## Directions for this task
Write out each record below exactly, without pictures.

= Beginning of Section =

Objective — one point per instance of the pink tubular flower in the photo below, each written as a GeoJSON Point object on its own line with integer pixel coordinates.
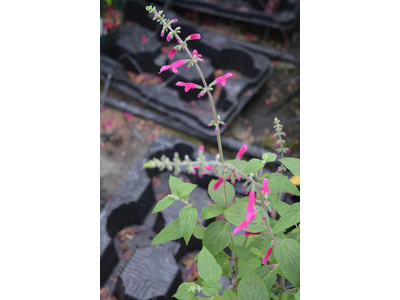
{"type": "Point", "coordinates": [222, 79]}
{"type": "Point", "coordinates": [172, 53]}
{"type": "Point", "coordinates": [174, 66]}
{"type": "Point", "coordinates": [195, 36]}
{"type": "Point", "coordinates": [242, 150]}
{"type": "Point", "coordinates": [265, 260]}
{"type": "Point", "coordinates": [265, 189]}
{"type": "Point", "coordinates": [218, 183]}
{"type": "Point", "coordinates": [251, 233]}
{"type": "Point", "coordinates": [187, 85]}
{"type": "Point", "coordinates": [250, 214]}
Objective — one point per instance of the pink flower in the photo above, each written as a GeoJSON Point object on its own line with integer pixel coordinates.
{"type": "Point", "coordinates": [187, 85]}
{"type": "Point", "coordinates": [251, 233]}
{"type": "Point", "coordinates": [144, 39]}
{"type": "Point", "coordinates": [172, 53]}
{"type": "Point", "coordinates": [129, 116]}
{"type": "Point", "coordinates": [218, 183]}
{"type": "Point", "coordinates": [222, 79]}
{"type": "Point", "coordinates": [265, 260]}
{"type": "Point", "coordinates": [174, 66]}
{"type": "Point", "coordinates": [195, 36]}
{"type": "Point", "coordinates": [265, 188]}
{"type": "Point", "coordinates": [169, 36]}
{"type": "Point", "coordinates": [242, 150]}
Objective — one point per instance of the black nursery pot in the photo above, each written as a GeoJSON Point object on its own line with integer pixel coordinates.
{"type": "Point", "coordinates": [149, 272]}
{"type": "Point", "coordinates": [126, 51]}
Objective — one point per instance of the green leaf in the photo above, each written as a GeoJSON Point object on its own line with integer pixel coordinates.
{"type": "Point", "coordinates": [223, 262]}
{"type": "Point", "coordinates": [163, 204]}
{"type": "Point", "coordinates": [280, 206]}
{"type": "Point", "coordinates": [207, 266]}
{"type": "Point", "coordinates": [186, 291]}
{"type": "Point", "coordinates": [219, 195]}
{"type": "Point", "coordinates": [211, 287]}
{"type": "Point", "coordinates": [269, 157]}
{"type": "Point", "coordinates": [174, 182]}
{"type": "Point", "coordinates": [211, 211]}
{"type": "Point", "coordinates": [268, 275]}
{"type": "Point", "coordinates": [216, 237]}
{"type": "Point", "coordinates": [198, 233]}
{"type": "Point", "coordinates": [289, 218]}
{"type": "Point", "coordinates": [184, 190]}
{"type": "Point", "coordinates": [253, 166]}
{"type": "Point", "coordinates": [229, 295]}
{"type": "Point", "coordinates": [293, 164]}
{"type": "Point", "coordinates": [249, 266]}
{"type": "Point", "coordinates": [278, 182]}
{"type": "Point", "coordinates": [187, 218]}
{"type": "Point", "coordinates": [236, 214]}
{"type": "Point", "coordinates": [287, 253]}
{"type": "Point", "coordinates": [251, 287]}
{"type": "Point", "coordinates": [243, 253]}
{"type": "Point", "coordinates": [169, 233]}
{"type": "Point", "coordinates": [244, 200]}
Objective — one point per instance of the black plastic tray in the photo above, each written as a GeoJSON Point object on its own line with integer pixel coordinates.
{"type": "Point", "coordinates": [124, 51]}
{"type": "Point", "coordinates": [284, 16]}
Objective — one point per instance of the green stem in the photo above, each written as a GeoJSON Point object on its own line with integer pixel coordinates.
{"type": "Point", "coordinates": [282, 288]}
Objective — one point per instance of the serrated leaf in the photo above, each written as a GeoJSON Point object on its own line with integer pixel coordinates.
{"type": "Point", "coordinates": [289, 218]}
{"type": "Point", "coordinates": [293, 164]}
{"type": "Point", "coordinates": [187, 218]}
{"type": "Point", "coordinates": [207, 266]}
{"type": "Point", "coordinates": [280, 206]}
{"type": "Point", "coordinates": [163, 204]}
{"type": "Point", "coordinates": [174, 182]}
{"type": "Point", "coordinates": [268, 275]}
{"type": "Point", "coordinates": [219, 195]}
{"type": "Point", "coordinates": [243, 253]}
{"type": "Point", "coordinates": [253, 166]}
{"type": "Point", "coordinates": [278, 182]}
{"type": "Point", "coordinates": [212, 210]}
{"type": "Point", "coordinates": [236, 214]}
{"type": "Point", "coordinates": [229, 295]}
{"type": "Point", "coordinates": [211, 287]}
{"type": "Point", "coordinates": [251, 287]}
{"type": "Point", "coordinates": [223, 262]}
{"type": "Point", "coordinates": [269, 157]}
{"type": "Point", "coordinates": [216, 237]}
{"type": "Point", "coordinates": [185, 292]}
{"type": "Point", "coordinates": [249, 266]}
{"type": "Point", "coordinates": [198, 233]}
{"type": "Point", "coordinates": [184, 190]}
{"type": "Point", "coordinates": [169, 233]}
{"type": "Point", "coordinates": [287, 253]}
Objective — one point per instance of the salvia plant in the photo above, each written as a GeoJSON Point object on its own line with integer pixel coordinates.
{"type": "Point", "coordinates": [251, 246]}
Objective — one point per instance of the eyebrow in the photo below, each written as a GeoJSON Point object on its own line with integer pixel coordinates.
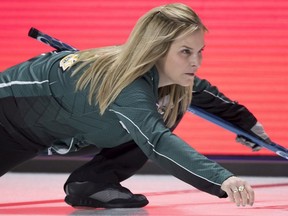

= End of Section =

## Exercise result
Objective — one point per instance of the pink tubular flower in the photo below, each written as a GeoJSON Point object on its own line with integer pixel coordinates.
{"type": "Point", "coordinates": [222, 79]}
{"type": "Point", "coordinates": [172, 53]}
{"type": "Point", "coordinates": [174, 66]}
{"type": "Point", "coordinates": [195, 36]}
{"type": "Point", "coordinates": [242, 150]}
{"type": "Point", "coordinates": [265, 260]}
{"type": "Point", "coordinates": [265, 189]}
{"type": "Point", "coordinates": [218, 183]}
{"type": "Point", "coordinates": [251, 233]}
{"type": "Point", "coordinates": [187, 85]}
{"type": "Point", "coordinates": [250, 214]}
Objective — one point per instance of the pink flower in the photo above, each written as a GeoJSON Point object on its own line with integer pixel coordinates.
{"type": "Point", "coordinates": [187, 85]}
{"type": "Point", "coordinates": [251, 233]}
{"type": "Point", "coordinates": [144, 39]}
{"type": "Point", "coordinates": [172, 53]}
{"type": "Point", "coordinates": [129, 116]}
{"type": "Point", "coordinates": [218, 183]}
{"type": "Point", "coordinates": [222, 79]}
{"type": "Point", "coordinates": [265, 260]}
{"type": "Point", "coordinates": [174, 66]}
{"type": "Point", "coordinates": [195, 36]}
{"type": "Point", "coordinates": [265, 188]}
{"type": "Point", "coordinates": [169, 36]}
{"type": "Point", "coordinates": [242, 150]}
Objective — one point per instance of the black nursery pot in the photo above, each written as a GeoJSON Point object on its own line with integer pixel coordinates.
{"type": "Point", "coordinates": [149, 272]}
{"type": "Point", "coordinates": [126, 51]}
Objective — one point per instance of the green leaf in the photo above, each written as a GeoJSON Point object on its own line with integer pixel coordinates.
{"type": "Point", "coordinates": [223, 262]}
{"type": "Point", "coordinates": [163, 204]}
{"type": "Point", "coordinates": [280, 206]}
{"type": "Point", "coordinates": [207, 266]}
{"type": "Point", "coordinates": [186, 291]}
{"type": "Point", "coordinates": [219, 195]}
{"type": "Point", "coordinates": [211, 287]}
{"type": "Point", "coordinates": [269, 157]}
{"type": "Point", "coordinates": [174, 182]}
{"type": "Point", "coordinates": [211, 211]}
{"type": "Point", "coordinates": [268, 275]}
{"type": "Point", "coordinates": [216, 237]}
{"type": "Point", "coordinates": [198, 233]}
{"type": "Point", "coordinates": [289, 218]}
{"type": "Point", "coordinates": [184, 190]}
{"type": "Point", "coordinates": [253, 166]}
{"type": "Point", "coordinates": [229, 295]}
{"type": "Point", "coordinates": [293, 164]}
{"type": "Point", "coordinates": [249, 266]}
{"type": "Point", "coordinates": [278, 182]}
{"type": "Point", "coordinates": [187, 218]}
{"type": "Point", "coordinates": [236, 214]}
{"type": "Point", "coordinates": [287, 253]}
{"type": "Point", "coordinates": [251, 287]}
{"type": "Point", "coordinates": [243, 253]}
{"type": "Point", "coordinates": [169, 233]}
{"type": "Point", "coordinates": [244, 200]}
Objective — one point per instance of the black plastic tray in the photo above, each written as a GeoJSON Point object on its own line with integer pixel coordinates.
{"type": "Point", "coordinates": [124, 51]}
{"type": "Point", "coordinates": [284, 16]}
Objective — one point per instance of the green stem in the photo above, each written as a GeoJSON Point object on its own line with integer pixel coordinates.
{"type": "Point", "coordinates": [282, 288]}
Objective — one point per instance of the serrated leaf in the photo above, each written as a GeoJSON Point object on its own line with integer pixel coordinates.
{"type": "Point", "coordinates": [289, 218]}
{"type": "Point", "coordinates": [293, 164]}
{"type": "Point", "coordinates": [187, 218]}
{"type": "Point", "coordinates": [207, 266]}
{"type": "Point", "coordinates": [280, 206]}
{"type": "Point", "coordinates": [163, 204]}
{"type": "Point", "coordinates": [174, 182]}
{"type": "Point", "coordinates": [268, 275]}
{"type": "Point", "coordinates": [219, 195]}
{"type": "Point", "coordinates": [243, 253]}
{"type": "Point", "coordinates": [253, 166]}
{"type": "Point", "coordinates": [278, 182]}
{"type": "Point", "coordinates": [212, 210]}
{"type": "Point", "coordinates": [236, 214]}
{"type": "Point", "coordinates": [229, 295]}
{"type": "Point", "coordinates": [211, 287]}
{"type": "Point", "coordinates": [251, 287]}
{"type": "Point", "coordinates": [223, 262]}
{"type": "Point", "coordinates": [269, 157]}
{"type": "Point", "coordinates": [216, 237]}
{"type": "Point", "coordinates": [185, 292]}
{"type": "Point", "coordinates": [249, 266]}
{"type": "Point", "coordinates": [198, 233]}
{"type": "Point", "coordinates": [184, 190]}
{"type": "Point", "coordinates": [169, 233]}
{"type": "Point", "coordinates": [287, 253]}
Objective — one point per instance of the salvia plant in the photo above, each written as a GeoJSON Point object on its own line with integer pixel coordinates.
{"type": "Point", "coordinates": [251, 246]}
Objective — one point per instance of the eyebrow in the photo below, each written as a GeoJSON Point object on its own line with integer pixel coordinates.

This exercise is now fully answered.